Assigned task.
Search the records for "below". Copy every line where it appears.

──────

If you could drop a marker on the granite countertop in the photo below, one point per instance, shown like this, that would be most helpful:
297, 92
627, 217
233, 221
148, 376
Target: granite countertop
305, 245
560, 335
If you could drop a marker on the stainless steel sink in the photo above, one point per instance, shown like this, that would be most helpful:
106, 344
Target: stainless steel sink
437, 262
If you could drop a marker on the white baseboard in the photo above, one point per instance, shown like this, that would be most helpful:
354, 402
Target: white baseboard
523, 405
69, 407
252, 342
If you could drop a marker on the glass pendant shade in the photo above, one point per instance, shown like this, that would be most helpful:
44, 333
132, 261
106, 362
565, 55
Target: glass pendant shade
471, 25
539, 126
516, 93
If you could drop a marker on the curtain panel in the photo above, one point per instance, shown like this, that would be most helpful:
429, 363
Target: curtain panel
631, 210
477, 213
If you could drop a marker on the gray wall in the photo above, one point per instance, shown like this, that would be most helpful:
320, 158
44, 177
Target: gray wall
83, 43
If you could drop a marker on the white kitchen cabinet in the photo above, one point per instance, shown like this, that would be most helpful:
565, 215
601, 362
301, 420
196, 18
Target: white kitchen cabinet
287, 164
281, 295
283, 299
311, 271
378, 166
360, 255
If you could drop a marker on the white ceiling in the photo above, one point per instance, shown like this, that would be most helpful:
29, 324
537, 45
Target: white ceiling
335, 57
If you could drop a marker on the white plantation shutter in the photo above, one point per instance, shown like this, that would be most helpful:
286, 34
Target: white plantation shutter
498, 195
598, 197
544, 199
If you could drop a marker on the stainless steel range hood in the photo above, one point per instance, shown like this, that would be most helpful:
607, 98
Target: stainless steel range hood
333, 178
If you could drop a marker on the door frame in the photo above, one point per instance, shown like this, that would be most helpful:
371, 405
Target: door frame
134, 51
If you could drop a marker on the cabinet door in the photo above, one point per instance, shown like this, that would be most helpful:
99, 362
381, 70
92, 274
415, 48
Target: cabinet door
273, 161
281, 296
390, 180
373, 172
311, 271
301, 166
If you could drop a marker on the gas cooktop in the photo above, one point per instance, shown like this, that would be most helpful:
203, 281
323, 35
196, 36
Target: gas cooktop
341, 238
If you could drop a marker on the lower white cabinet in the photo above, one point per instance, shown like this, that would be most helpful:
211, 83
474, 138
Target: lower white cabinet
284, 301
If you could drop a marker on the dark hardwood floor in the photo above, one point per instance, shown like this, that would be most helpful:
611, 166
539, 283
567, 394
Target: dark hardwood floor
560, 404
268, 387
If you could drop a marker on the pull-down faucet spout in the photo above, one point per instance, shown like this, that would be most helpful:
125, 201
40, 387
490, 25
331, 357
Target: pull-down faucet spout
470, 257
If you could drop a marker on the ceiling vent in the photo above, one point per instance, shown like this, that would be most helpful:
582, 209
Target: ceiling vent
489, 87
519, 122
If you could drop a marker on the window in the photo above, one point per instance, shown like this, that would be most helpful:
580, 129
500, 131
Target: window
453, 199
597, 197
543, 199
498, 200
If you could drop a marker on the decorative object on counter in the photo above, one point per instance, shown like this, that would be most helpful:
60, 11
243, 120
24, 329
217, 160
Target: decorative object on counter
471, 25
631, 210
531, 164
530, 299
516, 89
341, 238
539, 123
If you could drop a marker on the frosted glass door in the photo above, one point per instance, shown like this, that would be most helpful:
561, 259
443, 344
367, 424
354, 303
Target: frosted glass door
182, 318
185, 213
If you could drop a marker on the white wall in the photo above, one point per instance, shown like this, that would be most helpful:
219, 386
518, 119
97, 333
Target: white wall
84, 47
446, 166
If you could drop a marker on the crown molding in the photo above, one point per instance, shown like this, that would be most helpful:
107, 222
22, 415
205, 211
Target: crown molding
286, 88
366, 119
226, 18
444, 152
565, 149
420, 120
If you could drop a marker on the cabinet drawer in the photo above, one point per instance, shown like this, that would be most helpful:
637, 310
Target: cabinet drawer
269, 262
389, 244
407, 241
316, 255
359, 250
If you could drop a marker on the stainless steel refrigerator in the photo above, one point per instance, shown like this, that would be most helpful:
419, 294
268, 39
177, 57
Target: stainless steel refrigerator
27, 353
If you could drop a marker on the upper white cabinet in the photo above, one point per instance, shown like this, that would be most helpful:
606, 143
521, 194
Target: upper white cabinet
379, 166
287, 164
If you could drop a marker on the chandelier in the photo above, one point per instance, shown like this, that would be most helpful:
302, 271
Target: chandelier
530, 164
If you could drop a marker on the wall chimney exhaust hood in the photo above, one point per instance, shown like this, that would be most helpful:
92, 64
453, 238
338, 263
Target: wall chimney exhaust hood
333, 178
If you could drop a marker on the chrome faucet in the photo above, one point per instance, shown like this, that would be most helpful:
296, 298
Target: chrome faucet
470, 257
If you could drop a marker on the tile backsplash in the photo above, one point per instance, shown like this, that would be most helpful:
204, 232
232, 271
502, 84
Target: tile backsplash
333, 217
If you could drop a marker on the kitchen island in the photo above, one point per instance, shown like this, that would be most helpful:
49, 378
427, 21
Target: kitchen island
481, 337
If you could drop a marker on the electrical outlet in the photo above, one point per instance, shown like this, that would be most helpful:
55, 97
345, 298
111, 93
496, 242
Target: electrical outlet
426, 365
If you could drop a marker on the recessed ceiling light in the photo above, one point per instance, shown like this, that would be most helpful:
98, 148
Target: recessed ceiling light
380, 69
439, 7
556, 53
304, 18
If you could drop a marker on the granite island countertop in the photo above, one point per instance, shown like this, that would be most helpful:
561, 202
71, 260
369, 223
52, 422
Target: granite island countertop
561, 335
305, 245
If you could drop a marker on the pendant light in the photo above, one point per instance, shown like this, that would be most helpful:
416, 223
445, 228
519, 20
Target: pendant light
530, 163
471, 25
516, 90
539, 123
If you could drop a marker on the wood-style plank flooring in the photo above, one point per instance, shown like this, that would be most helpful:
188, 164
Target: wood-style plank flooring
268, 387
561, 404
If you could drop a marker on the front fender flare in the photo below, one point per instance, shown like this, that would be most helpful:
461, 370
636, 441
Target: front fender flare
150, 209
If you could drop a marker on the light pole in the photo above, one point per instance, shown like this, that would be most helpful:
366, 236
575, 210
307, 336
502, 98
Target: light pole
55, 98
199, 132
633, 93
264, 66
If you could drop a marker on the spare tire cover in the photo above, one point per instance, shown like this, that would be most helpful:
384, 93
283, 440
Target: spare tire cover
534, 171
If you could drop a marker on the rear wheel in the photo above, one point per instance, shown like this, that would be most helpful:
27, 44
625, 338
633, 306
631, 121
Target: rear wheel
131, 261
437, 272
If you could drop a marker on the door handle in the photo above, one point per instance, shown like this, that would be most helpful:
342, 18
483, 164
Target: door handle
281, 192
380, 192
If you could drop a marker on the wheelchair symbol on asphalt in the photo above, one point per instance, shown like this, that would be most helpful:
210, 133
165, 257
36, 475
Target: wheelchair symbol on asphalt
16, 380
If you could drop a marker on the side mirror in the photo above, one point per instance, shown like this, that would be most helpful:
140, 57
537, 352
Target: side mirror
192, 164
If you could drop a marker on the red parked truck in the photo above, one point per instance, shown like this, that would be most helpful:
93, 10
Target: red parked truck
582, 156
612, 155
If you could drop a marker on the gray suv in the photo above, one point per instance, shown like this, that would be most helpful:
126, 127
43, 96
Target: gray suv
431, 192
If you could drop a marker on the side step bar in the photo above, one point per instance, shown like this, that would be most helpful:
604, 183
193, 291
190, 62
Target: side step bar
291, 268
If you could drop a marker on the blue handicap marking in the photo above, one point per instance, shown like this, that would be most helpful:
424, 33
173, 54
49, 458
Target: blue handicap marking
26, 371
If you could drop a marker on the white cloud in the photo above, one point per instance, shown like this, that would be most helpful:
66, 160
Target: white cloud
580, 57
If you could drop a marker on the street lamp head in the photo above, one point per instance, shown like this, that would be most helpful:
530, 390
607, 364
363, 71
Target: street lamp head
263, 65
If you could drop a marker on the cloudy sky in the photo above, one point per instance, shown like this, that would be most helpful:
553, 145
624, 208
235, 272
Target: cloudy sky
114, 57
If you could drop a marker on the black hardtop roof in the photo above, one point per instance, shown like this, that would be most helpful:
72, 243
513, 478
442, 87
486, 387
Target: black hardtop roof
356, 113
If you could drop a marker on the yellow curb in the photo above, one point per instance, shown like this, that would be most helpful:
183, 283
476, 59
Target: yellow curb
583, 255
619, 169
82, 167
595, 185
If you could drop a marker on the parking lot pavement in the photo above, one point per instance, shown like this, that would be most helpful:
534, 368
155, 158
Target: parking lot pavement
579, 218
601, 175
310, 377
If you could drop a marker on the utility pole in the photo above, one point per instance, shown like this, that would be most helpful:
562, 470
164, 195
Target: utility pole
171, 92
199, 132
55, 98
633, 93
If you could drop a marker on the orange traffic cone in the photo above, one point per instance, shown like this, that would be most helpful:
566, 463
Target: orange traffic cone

──────

Written answer.
If you could drop a marker on the granite countertop in the photo below, one point per instance, shown like this, that would be most helpful:
If you could drop a marker on the front fender flare in the photo below, one point per instance, shown like this, that would be most helpful:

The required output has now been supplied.